** Document section **
————

404 BC in various calendars
- Gregorian calendar: 404 BC CDIV BC
- Ab urbe condita: 350
- Ancient Egypt era: XXVIII dynasty, 1
- - Pharaoh: Amyrtaeus, 1
- Ancient Greek Olympiad (summer): 94th Olympiad (victor)¹
- Assyrian calendar: 4347
- Balinese saka calendar: N/A
- Bengali calendar: −997 – −996
- Berber calendar: 547
- Buddhist calendar: 141
- Burmese calendar: −1041
- Byzantine calendar: 5105–5106
- Chinese calendar: 丙子年 (Fire Rat) 2294 or 2087 — to — 丁丑年 (Fire Ox) 2295 or 2088
- Coptic calendar: −687 – −686
- Discordian calendar: 763
- Ethiopian calendar: −411 – −410
- Hebrew calendar: 3357–3358
- - Vikram Samvat: −347 – −346
- - Shaka Samvat: N/A
- - Kali Yuga: 2697–2698
- Holocene calendar: 9597
- Iranian calendar: 1025 BP – 1024 BP
- Islamic calendar: 1057 BH – 1055 BH
- Javanese calendar: N/A
- Julian calendar: N/A
- Korean calendar: 1930
- Minguo calendar: 2315 before ROC 民前2315年
- Nanakshahi calendar: −1871
- Thai solar calendar: 139–140
- Tibetan calendar: མེ་ཕོ་བྱི་བ་ལོ་ (male Fire-Rat) −277 or −658 or −1430 — to — མེ་མོ་གླང་ལོ་ (female Fire-Ox) −276 or −657 or −1429

= 404 BC =

Year 404 BC was a year of the pre-Julian Roman calendar. At the time, it was known as the Year of the Tribunate of Volusus, Cossus, Fidenas, Ambustus, Maluginensis and Rutilus (or, less frequently, year 350 Ab urbe condita). The denomination 404 BC for this year has been used since the early medieval period, when the Anno Domini calendar era became the prevalent method in Europe for naming years.

————

** Dataset records **

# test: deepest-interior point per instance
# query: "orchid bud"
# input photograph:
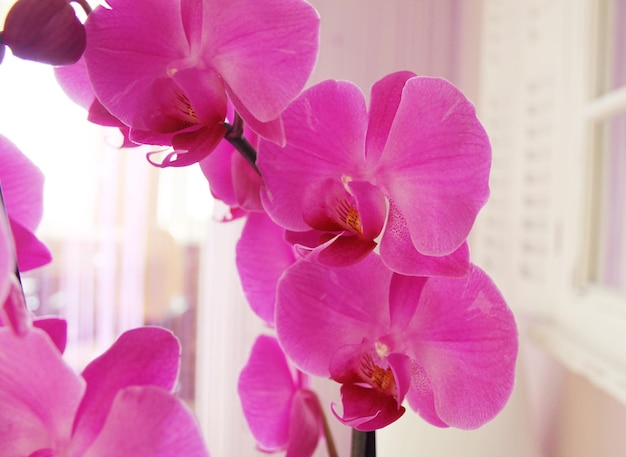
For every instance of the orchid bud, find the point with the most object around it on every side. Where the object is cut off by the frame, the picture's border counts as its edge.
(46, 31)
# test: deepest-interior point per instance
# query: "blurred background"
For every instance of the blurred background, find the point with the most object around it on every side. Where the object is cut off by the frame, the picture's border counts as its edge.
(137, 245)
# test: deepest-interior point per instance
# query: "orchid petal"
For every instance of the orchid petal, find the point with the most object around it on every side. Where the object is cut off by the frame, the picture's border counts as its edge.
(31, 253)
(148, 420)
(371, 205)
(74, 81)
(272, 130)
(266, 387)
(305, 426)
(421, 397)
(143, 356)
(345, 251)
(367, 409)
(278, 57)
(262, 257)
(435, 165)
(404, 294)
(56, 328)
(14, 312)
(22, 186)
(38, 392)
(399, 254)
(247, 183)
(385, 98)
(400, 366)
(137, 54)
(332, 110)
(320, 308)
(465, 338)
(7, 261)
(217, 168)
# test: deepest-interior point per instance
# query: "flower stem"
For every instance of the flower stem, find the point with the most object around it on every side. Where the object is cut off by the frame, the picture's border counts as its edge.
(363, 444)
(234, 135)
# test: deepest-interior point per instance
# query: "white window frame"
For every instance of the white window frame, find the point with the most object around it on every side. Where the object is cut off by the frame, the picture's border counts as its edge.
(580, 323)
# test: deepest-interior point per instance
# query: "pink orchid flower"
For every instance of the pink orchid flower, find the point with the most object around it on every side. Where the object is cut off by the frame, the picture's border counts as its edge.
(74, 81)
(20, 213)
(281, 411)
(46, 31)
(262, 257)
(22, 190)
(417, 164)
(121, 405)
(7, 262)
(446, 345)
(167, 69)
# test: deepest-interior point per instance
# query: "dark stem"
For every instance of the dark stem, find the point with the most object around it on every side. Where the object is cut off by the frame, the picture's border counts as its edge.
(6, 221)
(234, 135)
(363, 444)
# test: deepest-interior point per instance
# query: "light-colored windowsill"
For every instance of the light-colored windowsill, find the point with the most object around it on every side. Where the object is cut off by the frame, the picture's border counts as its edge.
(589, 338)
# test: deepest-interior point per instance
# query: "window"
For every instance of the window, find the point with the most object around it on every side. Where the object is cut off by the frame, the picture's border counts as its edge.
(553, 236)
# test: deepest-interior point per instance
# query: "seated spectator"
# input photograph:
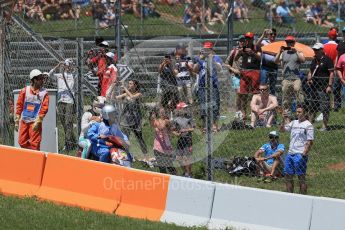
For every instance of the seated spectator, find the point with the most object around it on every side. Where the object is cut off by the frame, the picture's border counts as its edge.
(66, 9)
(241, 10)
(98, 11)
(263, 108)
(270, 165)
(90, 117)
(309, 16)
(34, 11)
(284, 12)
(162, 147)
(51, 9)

————

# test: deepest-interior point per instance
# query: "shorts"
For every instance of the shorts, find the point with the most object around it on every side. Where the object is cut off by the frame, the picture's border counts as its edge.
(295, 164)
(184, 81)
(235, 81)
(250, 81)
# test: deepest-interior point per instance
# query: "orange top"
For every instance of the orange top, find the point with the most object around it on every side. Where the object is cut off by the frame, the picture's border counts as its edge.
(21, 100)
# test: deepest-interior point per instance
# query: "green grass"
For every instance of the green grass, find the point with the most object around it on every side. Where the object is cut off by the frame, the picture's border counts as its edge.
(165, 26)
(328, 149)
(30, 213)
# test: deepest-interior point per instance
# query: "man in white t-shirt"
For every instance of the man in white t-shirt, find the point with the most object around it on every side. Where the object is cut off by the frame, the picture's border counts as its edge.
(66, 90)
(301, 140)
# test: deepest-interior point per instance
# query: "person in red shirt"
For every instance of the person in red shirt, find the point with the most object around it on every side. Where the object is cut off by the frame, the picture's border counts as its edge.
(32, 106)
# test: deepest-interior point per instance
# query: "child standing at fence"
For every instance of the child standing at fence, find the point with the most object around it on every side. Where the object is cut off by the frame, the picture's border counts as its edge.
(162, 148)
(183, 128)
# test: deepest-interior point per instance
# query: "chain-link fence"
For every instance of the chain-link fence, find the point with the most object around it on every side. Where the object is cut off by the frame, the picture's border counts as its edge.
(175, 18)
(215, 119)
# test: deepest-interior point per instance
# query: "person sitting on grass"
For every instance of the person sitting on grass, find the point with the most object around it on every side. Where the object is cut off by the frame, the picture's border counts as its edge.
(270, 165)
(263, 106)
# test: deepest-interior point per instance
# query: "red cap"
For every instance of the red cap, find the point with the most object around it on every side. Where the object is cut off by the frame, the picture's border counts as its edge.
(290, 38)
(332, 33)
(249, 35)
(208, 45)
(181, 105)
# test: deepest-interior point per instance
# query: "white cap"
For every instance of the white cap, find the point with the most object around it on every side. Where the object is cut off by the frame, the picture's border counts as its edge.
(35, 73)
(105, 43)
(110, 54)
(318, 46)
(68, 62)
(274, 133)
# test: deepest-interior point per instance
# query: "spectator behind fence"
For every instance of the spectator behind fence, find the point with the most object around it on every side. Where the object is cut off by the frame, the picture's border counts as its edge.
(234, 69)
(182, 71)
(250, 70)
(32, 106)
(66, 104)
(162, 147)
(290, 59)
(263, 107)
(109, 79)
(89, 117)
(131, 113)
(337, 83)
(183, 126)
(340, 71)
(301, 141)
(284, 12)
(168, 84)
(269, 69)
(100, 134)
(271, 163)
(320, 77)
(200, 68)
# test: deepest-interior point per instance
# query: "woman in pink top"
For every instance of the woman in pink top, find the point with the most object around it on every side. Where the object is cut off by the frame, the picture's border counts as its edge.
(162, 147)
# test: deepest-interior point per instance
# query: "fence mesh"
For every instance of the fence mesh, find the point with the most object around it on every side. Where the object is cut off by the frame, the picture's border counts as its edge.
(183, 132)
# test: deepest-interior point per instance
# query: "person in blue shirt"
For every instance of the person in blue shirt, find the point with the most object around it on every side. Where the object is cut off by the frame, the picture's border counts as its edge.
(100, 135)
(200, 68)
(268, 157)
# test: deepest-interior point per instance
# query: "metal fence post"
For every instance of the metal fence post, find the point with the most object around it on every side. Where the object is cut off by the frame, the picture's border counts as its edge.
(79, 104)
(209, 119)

————

** Problem requirements **
From the page on the year 404 BC, extract the passage from "Year 404 BC" to "for naming years." word for word. The items are separate from the page on the year 404 BC.

** Worked answer **
Year 404 BC was a year of the pre-Julian Roman calendar. At the time, it was known as the Year of the Tribunate of Volusus, Cossus, Fidenas, Ambustus, Maluginensis and Rutilus (or, less frequently, year 350 Ab urbe condita). The denomination 404 BC for this year has been used since the early medieval period, when the Anno Domini calendar era became the prevalent method in Europe for naming years.